(Saved data entries)
◆ ◆ ◆ ◆

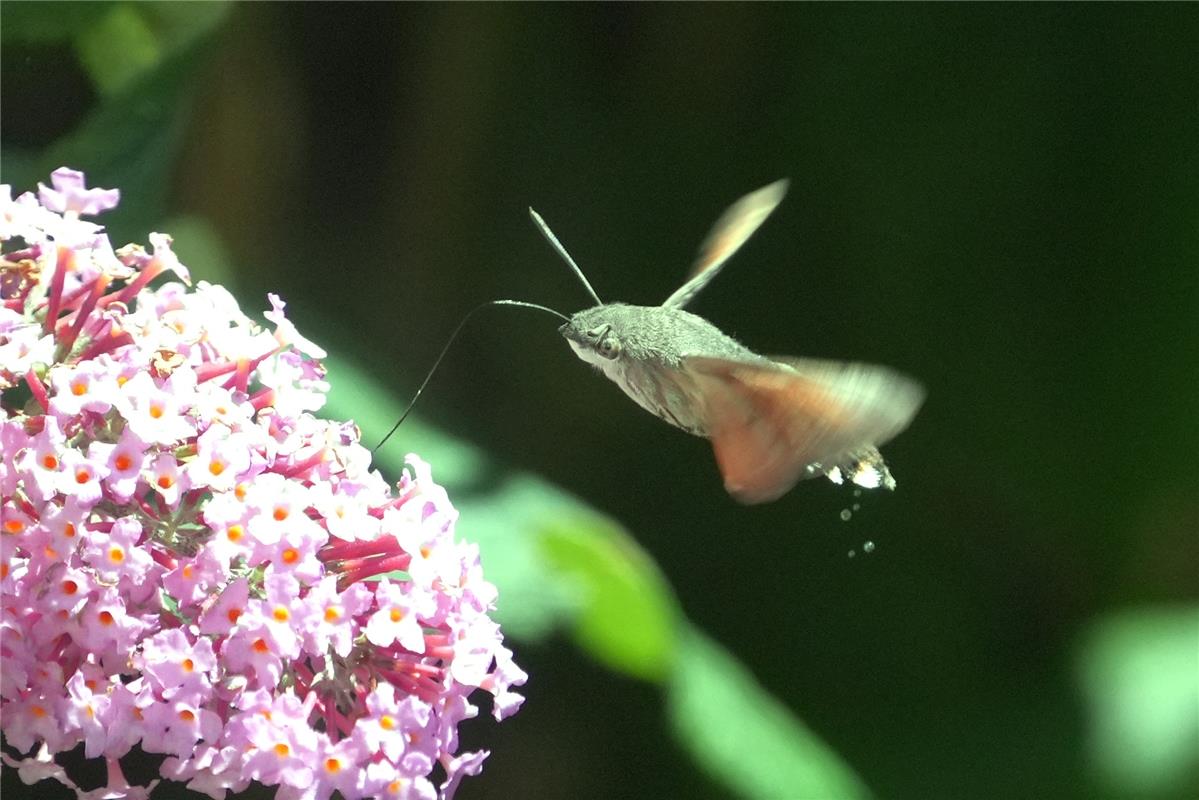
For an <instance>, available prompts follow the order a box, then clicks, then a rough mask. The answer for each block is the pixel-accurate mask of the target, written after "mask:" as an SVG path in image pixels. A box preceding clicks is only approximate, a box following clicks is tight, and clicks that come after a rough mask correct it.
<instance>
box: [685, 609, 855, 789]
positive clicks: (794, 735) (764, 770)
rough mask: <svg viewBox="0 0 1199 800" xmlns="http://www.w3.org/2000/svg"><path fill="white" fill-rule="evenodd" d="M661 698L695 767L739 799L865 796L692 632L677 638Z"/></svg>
mask: <svg viewBox="0 0 1199 800" xmlns="http://www.w3.org/2000/svg"><path fill="white" fill-rule="evenodd" d="M668 692H669V694H668V705H669V715H670V723H671V726H673V727H674V729H675V732H676V734H677V738H679V741H680V742H682V745H683V746H685V747H687V750H689V751H691V754H692V757H693V758H694V760H695V763H697V764H700V765H701V766H703V768H704V769H705V770H706V771H707V772H709V774H710V775H711V776H712V777H715V778H716V780H718V781H721V782H722V783H725V784H727V786H729V787H730V788H733V789H734V790H736V792H737V794H740V795H741V796H745V798H761V799H773V798H787V799H788V800H801V799H806V798H813V799H815V798H820V799H825V798H835V799H837V800H851V799H852V798H867V796H869V792H868V790H867V789H866V787H864V786H863V784H862V783H861V781H860V780H858V778H857V776H856V775H854V772H852V771H851V770H850V769H849V768H848V766H846V765H845V764H844V763H842V760H840V758H839V757H838V756H837V754H836V753H833V752H832V751H831V750H830V748H829V747H827V746H826V745H825V744H824V742H823V741H820V740H819V739H818V738H817V735H815V734H813V733H812V732H811V730H808V729H807V728H806V727H805V726H803V724H802V723H800V721H799V720H796V718H795V717H794V716H793V715H791V714H790V711H788V709H787V708H785V706H784V705H782V704H781V703H779V702H778V700H776V699H775V698H773V697H771V696H770V694H769V693H767V692H766V691H765V690H763V688H761V686H759V685H758V682H757V681H755V680H754V678H753V675H752V674H751V673H749V670H747V669H746V668H745V667H742V666H741V664H740V663H737V661H736V660H735V658H733V656H730V655H729V652H728V651H727V650H724V648H722V646H721V645H718V644H716V643H715V642H712V640H711V639H709V638H707V637H706V636H705V634H704V633H703V632H701V631H699V630H697V628H695V627H693V626H689V625H688V626H685V628H683V630H682V631H681V632H680V636H679V654H677V660H676V666H675V672H674V675H673V678H671V681H670V684H669V690H668Z"/></svg>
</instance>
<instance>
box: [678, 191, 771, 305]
mask: <svg viewBox="0 0 1199 800" xmlns="http://www.w3.org/2000/svg"><path fill="white" fill-rule="evenodd" d="M787 186H788V182H787V180H785V179H784V180H779V181H775V182H773V184H771V185H770V186H764V187H763V188H760V190H758V191H757V192H751V193H749V194H746V196H745V197H743V198H741V199H740V200H737V201H736V203H734V204H733V205H731V206H730V207H729V210H728V211H725V212H724V215H723V216H722V217H721V218H719V219H717V221H716V224H715V225H712V230H711V233H709V234H707V239H705V240H704V243H703V245H700V246H699V258H698V259H695V263H694V264H693V265H692V267H691V276H689V279H688V281H687V283H685V284H682V287H680V289H679V290H677V291H675V293H674V294H673V295H670V296H669V297H667V301H665V302H664V303H662V305H663V307H665V308H682V307H683V306H685V305H687V302H688V301H689V300H691V299H692V297H694V296H695V295H697V294H698V293H699V290H700V289H703V288H704V287H705V285H707V282H709V281H711V279H712V278H715V277H716V273H717V272H719V271H721V267H722V266H724V261H727V260H729V258H730V257H731V255H733V253H735V252H737V249H740V247H741V245H743V243H746V240H747V239H749V236H752V235H753V231H755V230H758V227H759V225H760V224H761V223H763V222H765V221H766V217H769V216H770V212H771V211H773V210H775V206H777V205H778V204H779V201H782V199H783V196H784V194H787Z"/></svg>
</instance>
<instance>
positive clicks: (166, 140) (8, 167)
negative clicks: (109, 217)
mask: <svg viewBox="0 0 1199 800" xmlns="http://www.w3.org/2000/svg"><path fill="white" fill-rule="evenodd" d="M77 8H78V10H79V12H80V16H79V17H78V18H76V17H74V16H73V14H74V11H76V10H77ZM228 8H229V6H228V5H227V4H224V2H198V4H26V2H16V4H13V2H6V4H4V23H5V24H4V28H5V31H6V34H5V36H6V40H7V38H8V37H10V36H11V37H12V38H13V40H24V41H30V42H44V41H49V31H50V30H53V29H54V26H55V25H60V26H61V28H62V30H64V31H70V34H71V36H72V38H73V40H74V44H76V48H77V50H78V52H79V54H80V59H82V60H83V61H84V64H85V66H86V67H88V68H89V74H91V77H92V80H94V82H95V83H96V84H97V86H98V88H101V89H102V90H104V92H106V94H102V95H101V100H100V102H98V103H96V106H95V107H94V108H90V109H89V110H88V114H86V116H85V118H84V119H83V121H82V122H80V124H79V125H78V126H76V127H74V128H73V130H72V131H71V132H70V133H66V134H65V136H62V137H60V138H59V139H58V140H55V142H54V143H53V144H50V145H49V146H48V148H46V149H43V150H41V151H40V152H36V154H32V152H26V151H24V150H14V149H12V148H10V149H6V150H5V152H4V172H5V182H10V184H12V185H13V186H16V187H32V186H35V185H36V182H37V181H38V180H41V181H46V180H47V176H48V175H49V174H50V172H52V170H54V169H55V168H58V167H62V166H67V167H72V168H76V169H83V170H84V172H85V173H86V174H88V182H89V185H91V186H106V187H107V186H118V187H120V190H121V206H120V210H119V211H118V212H116V213H114V215H113V217H112V218H110V219H108V221H107V224H108V228H109V229H110V230H112V231H113V234H114V235H113V239H114V243H115V245H121V243H123V241H125V240H126V237H128V239H132V237H134V236H135V235H137V236H140V237H141V239H143V240H144V237H145V229H146V228H149V227H151V225H153V223H155V222H157V215H158V213H159V212H161V210H162V209H163V207H165V197H167V191H168V187H169V181H168V178H169V175H170V168H171V166H173V164H174V162H175V156H176V152H177V149H179V146H180V142H181V138H182V132H183V126H185V124H186V121H187V118H188V112H189V100H191V94H189V90H191V86H192V82H193V80H194V79H195V77H197V74H198V70H197V68H198V66H199V64H200V56H201V53H203V43H204V41H205V37H206V36H207V35H209V34H211V32H212V31H213V30H215V29H216V26H217V24H218V23H219V22H221V20H222V19H223V18H224V16H225V12H227V11H228ZM11 29H16V32H11ZM55 38H59V37H55ZM97 71H98V72H97ZM126 231H138V233H137V234H134V233H126Z"/></svg>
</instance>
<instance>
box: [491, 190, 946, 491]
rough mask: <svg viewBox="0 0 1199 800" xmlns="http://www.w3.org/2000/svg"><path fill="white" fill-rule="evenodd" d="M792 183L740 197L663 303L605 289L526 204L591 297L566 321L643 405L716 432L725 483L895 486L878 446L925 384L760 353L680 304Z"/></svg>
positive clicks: (658, 415) (592, 355) (713, 448)
mask: <svg viewBox="0 0 1199 800" xmlns="http://www.w3.org/2000/svg"><path fill="white" fill-rule="evenodd" d="M785 192H787V181H785V180H781V181H776V182H773V184H771V185H770V186H766V187H763V188H760V190H758V191H757V192H752V193H751V194H747V196H745V197H743V198H741V199H740V200H737V201H736V203H734V204H733V206H731V207H729V210H728V211H725V212H724V215H723V216H721V218H719V219H717V222H716V224H715V225H713V228H712V230H711V233H710V234H709V236H707V239H706V240H705V241H704V243H703V245H701V246H700V252H699V257H698V258H697V260H695V263H694V264H693V266H692V271H691V277H689V278H688V279H687V282H686V283H685V284H683V285H682V287H680V288H679V289H677V290H676V291H675V293H674V294H671V295H670V296H669V297H667V300H665V302H663V303H662V305H661V306H633V305H628V303H621V302H611V303H605V302H603V301H602V300H599V296H598V295H597V294H596V293H595V290H594V289H592V288H591V284H590V283H589V282H588V279H586V277H585V276H584V275H583V271H582V270H580V269H579V266H578V265H577V264H576V263H574V260H573V259H572V258H571V255H570V254H568V253H567V252H566V248H565V247H562V245H561V243H560V242H559V241H558V239H556V237H555V236H554V234H553V231H550V229H549V227H548V225H547V224H546V222H544V221H543V219H542V218H541V217H540V216H538V215H537V212H536V211H534V210H532V209H530V210H529V212H530V215H531V216H532V218H534V222H535V223H536V224H537V227H538V228H540V229H541V231H542V233H543V234H544V236H546V239H547V240H549V242H550V243H552V245H553V246H554V248H555V249H556V251H558V253H559V254H560V255H561V257H562V258H564V259H565V260H566V263H567V264H570V265H571V267H572V269H573V270H574V272H576V273H577V275H578V277H579V279H580V281H582V282H583V285H584V287H586V289H588V291H589V293H590V294H591V297H592V299H594V300H595V301H596V305H595V306H594V307H591V308H586V309H584V311H580V312H578V313H576V314H573V315H572V317H570V318H568V320H567V321H566V323H565V324H564V325H562V326H561V327H560V329H559V332H561V335H562V336H564V337H566V341H567V342H568V343H570V345H571V348H572V349H573V350H574V353H576V354H577V355H578V356H579V357H580V359H583V360H584V361H586V362H588V363H590V365H592V366H595V367H596V368H598V369H599V371H601V372H603V374H604V375H607V377H608V378H609V379H610V380H611V381H613V383H615V384H616V385H617V386H620V387H621V390H622V391H623V392H625V393H626V395H628V396H629V397H631V398H632V399H633V401H634V402H635V403H637V404H638V405H640V407H641V408H644V409H645V410H647V411H650V413H651V414H653V415H656V416H658V417H659V419H662V420H664V421H665V422H668V423H670V425H673V426H675V427H676V428H681V429H683V431H686V432H687V433H692V434H695V435H699V437H705V438H707V439H710V440H711V443H712V449H713V451H715V453H716V463H717V465H718V467H719V470H721V475H722V476H723V479H724V487H725V489H728V492H729V494H731V495H733V497H734V498H735V499H737V500H740V501H741V503H747V504H748V503H766V501H769V500H775V499H777V498H778V497H781V495H782V494H784V493H785V492H787V491H788V489H790V488H791V487H793V486H795V483H796V482H799V481H801V480H803V479H807V477H814V476H817V475H827V476H829V477H831V479H832V480H835V481H837V482H840V481H842V480H843V479H844V477H848V479H849V480H854V481H855V482H857V483H860V485H862V486H878V485H885V486H887V487H888V488H890V487H893V486H894V481H893V480H892V479H891V474H890V471H888V470H887V468H886V464H885V463H884V461H882V457H881V455H879V451H878V447H879V446H880V445H882V444H884V443H886V441H887V440H890V439H891V438H892V437H894V435H896V434H898V433H899V432H900V431H903V429H904V428H906V427H908V423H909V422H910V421H911V419H912V416H914V415H915V414H916V410H917V409H918V408H920V405H921V403H922V402H923V398H924V390H923V389H922V387H921V385H920V384H918V383H916V381H915V380H912V379H911V378H908V377H906V375H903V374H900V373H898V372H894V371H892V369H888V368H886V367H879V366H873V365H866V363H855V362H839V361H824V360H815V359H795V357H789V356H764V355H758V354H757V353H753V351H752V350H749V349H748V348H746V347H745V345H742V344H741V343H739V342H737V341H736V339H734V338H733V337H730V336H727V335H725V333H724V332H722V331H721V330H719V329H718V327H716V326H715V325H712V324H711V323H710V321H707V320H706V319H704V318H701V317H698V315H695V314H693V313H691V312H688V311H685V309H683V306H686V305H687V302H689V301H691V300H692V299H693V297H694V296H695V295H697V294H699V291H700V290H701V289H703V288H704V287H705V285H707V283H709V282H710V281H711V279H712V278H715V277H716V275H717V273H718V272H719V271H721V269H722V267H723V266H724V263H725V261H728V259H729V258H730V257H731V255H733V254H734V253H735V252H736V251H737V249H739V248H740V247H741V245H743V243H745V242H746V240H747V239H749V236H751V235H752V234H753V233H754V231H755V230H757V229H758V227H759V225H760V224H761V223H763V222H764V221H765V219H766V217H767V216H770V213H771V211H773V210H775V207H776V206H777V205H778V203H779V201H781V200H782V199H783V194H784V193H785ZM504 302H506V303H511V305H524V303H514V301H504ZM547 311H548V309H547ZM553 313H558V312H553ZM560 315H561V314H560Z"/></svg>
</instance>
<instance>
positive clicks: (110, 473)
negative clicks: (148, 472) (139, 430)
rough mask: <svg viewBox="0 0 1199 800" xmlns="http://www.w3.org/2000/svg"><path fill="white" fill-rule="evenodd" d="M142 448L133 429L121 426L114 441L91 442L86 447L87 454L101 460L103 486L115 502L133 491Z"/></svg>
mask: <svg viewBox="0 0 1199 800" xmlns="http://www.w3.org/2000/svg"><path fill="white" fill-rule="evenodd" d="M146 451H147V446H146V443H145V441H143V440H141V439H139V438H138V435H137V434H135V433H133V428H125V431H122V432H121V435H120V438H119V439H118V440H116V444H107V443H103V441H94V443H91V445H90V446H89V447H88V456H89V457H91V458H94V459H97V461H103V462H104V467H106V469H107V475H106V476H104V486H107V487H108V492H109V494H112V495H113V499H114V500H116V501H118V503H128V501H129V499H131V498H133V495H134V493H137V491H138V483H139V482H140V480H141V469H143V467H144V465H145V462H146Z"/></svg>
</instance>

◆ ◆ ◆ ◆

Return the opening line of the data above and every line after it up to and including the line that holds "positive clicks: (794, 735) (764, 770)"; pictures stay out.

● COMPLETED EXERCISE
For an <instance>, available prompts follow the order a box, then clicks, then a rough mask. The answer for each block is the pixel-accurate mask of the target, written after "mask:" as an SVG path in image pixels. A box preceding clicks is only approximate, a box following clicks is tight, and clicks that come after a rough mask correct it.
<instance>
box: [685, 609, 855, 789]
positive clicks: (794, 735) (764, 770)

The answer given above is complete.